◆ ASSIGNMENT
Each record, word for word and stripped of pictures, is what the answer should contain.

◆ Saved entries
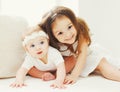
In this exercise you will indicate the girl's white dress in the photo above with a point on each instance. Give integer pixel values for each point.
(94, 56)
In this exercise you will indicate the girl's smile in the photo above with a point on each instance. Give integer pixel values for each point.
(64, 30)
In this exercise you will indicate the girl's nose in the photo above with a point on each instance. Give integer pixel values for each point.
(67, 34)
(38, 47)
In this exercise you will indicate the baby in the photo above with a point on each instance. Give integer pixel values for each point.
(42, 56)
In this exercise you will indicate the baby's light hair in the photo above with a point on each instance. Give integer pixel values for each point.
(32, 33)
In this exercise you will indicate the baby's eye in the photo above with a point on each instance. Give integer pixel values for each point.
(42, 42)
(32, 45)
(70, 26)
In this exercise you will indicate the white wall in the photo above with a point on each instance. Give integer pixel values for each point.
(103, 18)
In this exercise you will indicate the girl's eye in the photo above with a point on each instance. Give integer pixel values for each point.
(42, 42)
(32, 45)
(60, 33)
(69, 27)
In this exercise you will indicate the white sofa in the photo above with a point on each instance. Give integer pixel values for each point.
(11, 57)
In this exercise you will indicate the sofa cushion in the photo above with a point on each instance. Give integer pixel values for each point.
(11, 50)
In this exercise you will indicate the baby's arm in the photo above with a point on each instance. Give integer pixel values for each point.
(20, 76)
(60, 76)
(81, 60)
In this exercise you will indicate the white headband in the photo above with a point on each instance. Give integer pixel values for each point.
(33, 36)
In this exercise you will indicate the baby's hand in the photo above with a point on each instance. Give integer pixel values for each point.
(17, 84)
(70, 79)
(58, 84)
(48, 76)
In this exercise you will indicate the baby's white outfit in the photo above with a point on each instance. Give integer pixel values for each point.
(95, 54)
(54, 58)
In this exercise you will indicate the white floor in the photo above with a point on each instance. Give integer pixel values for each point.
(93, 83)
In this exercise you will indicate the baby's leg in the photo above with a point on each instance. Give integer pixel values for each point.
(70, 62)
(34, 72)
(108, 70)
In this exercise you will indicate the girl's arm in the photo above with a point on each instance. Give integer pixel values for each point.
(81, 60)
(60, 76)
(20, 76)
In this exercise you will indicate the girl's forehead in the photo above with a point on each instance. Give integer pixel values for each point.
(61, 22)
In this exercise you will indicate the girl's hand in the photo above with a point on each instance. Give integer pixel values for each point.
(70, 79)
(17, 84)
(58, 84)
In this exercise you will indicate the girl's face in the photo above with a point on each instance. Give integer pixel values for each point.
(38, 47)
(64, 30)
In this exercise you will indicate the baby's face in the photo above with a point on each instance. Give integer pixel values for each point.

◆ WRITTEN RESPONSE
In this exercise you will indicate the girl's white dress in the photo above with a point on each instance. Give integer pixel values for each point.
(94, 56)
In this exercise you will indicate the girl's smile in the photo above with a point on each instance. Give integer pixel values for each point.
(64, 30)
In this exercise you will indicate the girl's nose in the photo above with a point on each instance. Give integer pixel values for each point.
(67, 34)
(38, 47)
In this exercise you will indicate the baby in the photo above with a point on each instance. Give integer pixel values for each point.
(42, 56)
In this exercise you will indicate the baby's light hair in the photo above with a point on each instance. Give integer pixel values for each point.
(32, 33)
In this exercise you will indicate the baby's eye in the photo above with a point on each instance. Give integer pixel values for each point.
(42, 42)
(32, 45)
(70, 26)
In this exercise you will indicate the white wall in the photo above with a point on each instance. Give integer pixel values for each point.
(103, 18)
In this exercise you will indicate the girl's eye in the photo above with a point on each instance. Give integer pixel values for each point.
(42, 42)
(32, 45)
(60, 33)
(69, 27)
In this exercise you will indicate the white sofa in the photo above with a point on each instance. Give integer pixel values for each point.
(11, 57)
In this exercise you will indicate the sofa cushion in the photo above with a point on each instance. Give integer pixel values for each point.
(11, 50)
In this exercise you will indicate the baby's arm in the photo above with a point on each instance. Give integer pixel values for each point.
(20, 76)
(60, 76)
(81, 60)
In this exercise you will indicate the white headband in the photo above with a point on each instance. Give integer pixel values for each point.
(33, 36)
In this exercise you will indicate the baby's hand in the photo above with a point on each instance. Give integer pixel values for each point.
(17, 84)
(70, 79)
(58, 84)
(48, 76)
In this exercise you will indicate the baby's white outfit in the photo above with a point on each instance. Give integer pixel values for each point.
(95, 54)
(54, 58)
In this exercise you will indicate the white floor in the photo above with a point on each instance. Give integer pixel values for each point.
(93, 83)
In this exercise you will indicate the baby's leg in the photo above with a point on each instance. Give integer pixel values for each point.
(70, 62)
(34, 72)
(108, 70)
In this exercise you will indicate the girl's arm in the photo above with a point on each instance. Give integer pixel values for each point.
(81, 60)
(60, 76)
(20, 76)
In this exercise you will indicate the girl's forehead in the photo above with a point on each instance. Give integer pixel values for each point.
(61, 22)
In this exercise you will indicate the girl's hand in the photo above with a point on each instance. Give integer pixel values for each point.
(70, 79)
(17, 84)
(58, 84)
In this exercise you will indicate the girl's face in the photo above with a point on each instance. Give integer pixel values for each point.
(38, 47)
(64, 30)
In this exercise you will indicate the baby's face in the photo above with a point on each instance. Give integer pixel values for each point.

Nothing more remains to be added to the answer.